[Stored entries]
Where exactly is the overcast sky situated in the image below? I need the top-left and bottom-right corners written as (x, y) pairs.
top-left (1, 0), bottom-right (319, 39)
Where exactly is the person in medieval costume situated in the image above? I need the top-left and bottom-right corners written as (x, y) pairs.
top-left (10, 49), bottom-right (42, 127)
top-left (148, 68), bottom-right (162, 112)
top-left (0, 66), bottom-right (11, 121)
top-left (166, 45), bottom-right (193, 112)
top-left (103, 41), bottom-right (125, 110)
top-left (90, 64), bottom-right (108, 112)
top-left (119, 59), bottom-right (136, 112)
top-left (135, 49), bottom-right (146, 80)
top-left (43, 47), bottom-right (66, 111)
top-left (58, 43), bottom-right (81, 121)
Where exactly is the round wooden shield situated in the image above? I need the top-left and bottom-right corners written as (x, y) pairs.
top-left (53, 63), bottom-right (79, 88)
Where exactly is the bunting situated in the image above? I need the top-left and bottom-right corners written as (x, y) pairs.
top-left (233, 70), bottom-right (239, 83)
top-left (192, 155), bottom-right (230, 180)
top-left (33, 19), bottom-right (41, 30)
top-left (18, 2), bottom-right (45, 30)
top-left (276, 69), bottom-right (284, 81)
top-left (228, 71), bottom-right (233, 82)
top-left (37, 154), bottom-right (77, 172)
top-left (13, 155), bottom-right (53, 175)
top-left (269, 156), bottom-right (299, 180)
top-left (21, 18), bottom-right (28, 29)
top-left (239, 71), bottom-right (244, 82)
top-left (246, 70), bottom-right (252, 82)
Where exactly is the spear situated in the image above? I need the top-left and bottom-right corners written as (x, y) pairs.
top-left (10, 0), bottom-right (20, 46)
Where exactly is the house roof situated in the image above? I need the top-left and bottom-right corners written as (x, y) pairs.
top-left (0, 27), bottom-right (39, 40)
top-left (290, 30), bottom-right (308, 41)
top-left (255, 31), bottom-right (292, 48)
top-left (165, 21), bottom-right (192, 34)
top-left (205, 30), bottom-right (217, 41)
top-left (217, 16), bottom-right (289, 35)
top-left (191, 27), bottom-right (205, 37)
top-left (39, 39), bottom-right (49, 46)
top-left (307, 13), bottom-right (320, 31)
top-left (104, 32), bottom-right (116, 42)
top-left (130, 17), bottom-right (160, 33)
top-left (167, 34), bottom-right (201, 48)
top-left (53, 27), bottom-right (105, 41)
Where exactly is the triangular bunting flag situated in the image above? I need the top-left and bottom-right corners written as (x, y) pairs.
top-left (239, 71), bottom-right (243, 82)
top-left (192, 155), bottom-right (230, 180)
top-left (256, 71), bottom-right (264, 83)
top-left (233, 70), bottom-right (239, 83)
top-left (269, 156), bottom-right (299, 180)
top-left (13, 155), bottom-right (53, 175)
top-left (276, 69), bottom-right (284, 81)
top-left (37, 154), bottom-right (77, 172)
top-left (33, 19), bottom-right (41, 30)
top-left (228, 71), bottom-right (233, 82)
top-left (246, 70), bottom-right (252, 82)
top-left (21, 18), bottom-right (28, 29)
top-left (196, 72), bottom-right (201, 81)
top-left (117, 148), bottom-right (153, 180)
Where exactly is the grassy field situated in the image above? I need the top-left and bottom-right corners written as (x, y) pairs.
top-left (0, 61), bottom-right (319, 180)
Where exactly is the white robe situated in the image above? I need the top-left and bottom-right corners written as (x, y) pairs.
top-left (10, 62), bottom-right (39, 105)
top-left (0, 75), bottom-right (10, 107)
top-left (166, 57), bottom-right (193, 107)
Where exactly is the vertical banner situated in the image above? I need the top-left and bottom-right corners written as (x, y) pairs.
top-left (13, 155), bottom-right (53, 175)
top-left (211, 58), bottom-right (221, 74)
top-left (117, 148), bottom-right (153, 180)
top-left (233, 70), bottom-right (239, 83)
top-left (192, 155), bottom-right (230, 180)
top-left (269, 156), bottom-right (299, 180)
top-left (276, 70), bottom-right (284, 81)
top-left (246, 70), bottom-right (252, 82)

Assigned task: Give the entries once more, exactly as they appear.

Reply to the task:
Where exactly is the overcast sky situated in the image below? I need the top-left and bottom-right corners written as (x, y) pairs.
top-left (1, 0), bottom-right (319, 39)
Where exactly is the person in medieval costume situated in the image above? I need the top-left and bottom-right corners written as (x, y) pairs.
top-left (10, 49), bottom-right (42, 127)
top-left (148, 68), bottom-right (162, 112)
top-left (0, 66), bottom-right (11, 121)
top-left (166, 45), bottom-right (193, 112)
top-left (103, 41), bottom-right (125, 110)
top-left (90, 64), bottom-right (108, 112)
top-left (119, 59), bottom-right (136, 112)
top-left (135, 49), bottom-right (146, 80)
top-left (43, 47), bottom-right (66, 111)
top-left (58, 43), bottom-right (81, 121)
Where exactly is the round wooden shield situated in the image above? I need the top-left and bottom-right corners written as (x, y) pairs.
top-left (53, 63), bottom-right (79, 88)
Where exactly is the bunting situated in the image above? I need the top-left and bottom-right corners written as (x, y) pairs.
top-left (233, 70), bottom-right (239, 83)
top-left (192, 155), bottom-right (230, 180)
top-left (33, 19), bottom-right (41, 30)
top-left (18, 2), bottom-right (45, 30)
top-left (276, 69), bottom-right (284, 81)
top-left (228, 71), bottom-right (233, 82)
top-left (37, 154), bottom-right (77, 172)
top-left (13, 155), bottom-right (53, 175)
top-left (269, 156), bottom-right (299, 180)
top-left (21, 18), bottom-right (28, 29)
top-left (239, 71), bottom-right (244, 82)
top-left (246, 70), bottom-right (252, 82)
Where exactly is the spear situated in the image above? I need the top-left and bottom-right corners written as (x, y) pairs.
top-left (10, 0), bottom-right (20, 46)
Where exactly is the house roof situated in the image above? I need the top-left and bottom-right corners written as (x, y) pairs.
top-left (0, 27), bottom-right (39, 40)
top-left (290, 30), bottom-right (308, 41)
top-left (255, 31), bottom-right (292, 48)
top-left (165, 21), bottom-right (192, 34)
top-left (205, 30), bottom-right (217, 41)
top-left (217, 16), bottom-right (289, 35)
top-left (191, 27), bottom-right (205, 37)
top-left (39, 39), bottom-right (49, 46)
top-left (307, 13), bottom-right (320, 31)
top-left (104, 32), bottom-right (116, 42)
top-left (130, 17), bottom-right (160, 33)
top-left (167, 34), bottom-right (201, 48)
top-left (53, 27), bottom-right (105, 41)
Where exactly is the triangular bunting flag situated in the image above? I need the top-left and bottom-right corners written as (x, y) pairs.
top-left (239, 71), bottom-right (243, 82)
top-left (192, 155), bottom-right (230, 180)
top-left (256, 71), bottom-right (264, 83)
top-left (233, 70), bottom-right (239, 83)
top-left (269, 156), bottom-right (299, 180)
top-left (13, 155), bottom-right (53, 175)
top-left (276, 69), bottom-right (284, 81)
top-left (37, 154), bottom-right (77, 172)
top-left (33, 19), bottom-right (41, 30)
top-left (228, 71), bottom-right (233, 82)
top-left (246, 70), bottom-right (252, 82)
top-left (21, 18), bottom-right (28, 29)
top-left (196, 72), bottom-right (201, 81)
top-left (117, 148), bottom-right (153, 180)
Where exactly is the grassy field situated in the image above? I need the top-left and bottom-right corners written as (x, y) pairs.
top-left (0, 61), bottom-right (319, 180)
Where exactly is the white robe situated in the image above? I need the top-left and bottom-right corners written as (x, y) pairs.
top-left (10, 62), bottom-right (39, 105)
top-left (0, 75), bottom-right (10, 107)
top-left (166, 57), bottom-right (193, 107)
Where exactly is the vertical banner situated in the image above? I need the top-left and bottom-right corners written as (x, y) pairs.
top-left (13, 155), bottom-right (53, 175)
top-left (211, 58), bottom-right (221, 74)
top-left (117, 148), bottom-right (153, 180)
top-left (233, 70), bottom-right (239, 83)
top-left (192, 155), bottom-right (230, 180)
top-left (269, 156), bottom-right (299, 180)
top-left (276, 70), bottom-right (284, 81)
top-left (246, 70), bottom-right (252, 82)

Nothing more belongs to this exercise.